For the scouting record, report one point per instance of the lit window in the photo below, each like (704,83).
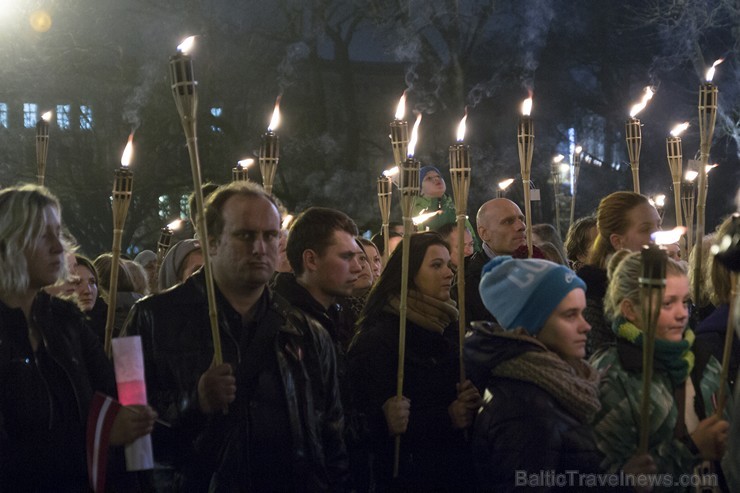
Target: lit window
(184,206)
(30,114)
(85,117)
(63,111)
(165,207)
┄┄┄┄┄┄┄┄┄┄
* _REQUIRED TASK_:
Reproduce every line of the material above without alteration, leaving out the picture.

* _RESPONSE TO THIS EXERCISE_:
For the scouting record, report one point per instance of the lit window in the photo below, each like (704,83).
Target: lit window
(184,206)
(30,114)
(85,117)
(63,111)
(165,207)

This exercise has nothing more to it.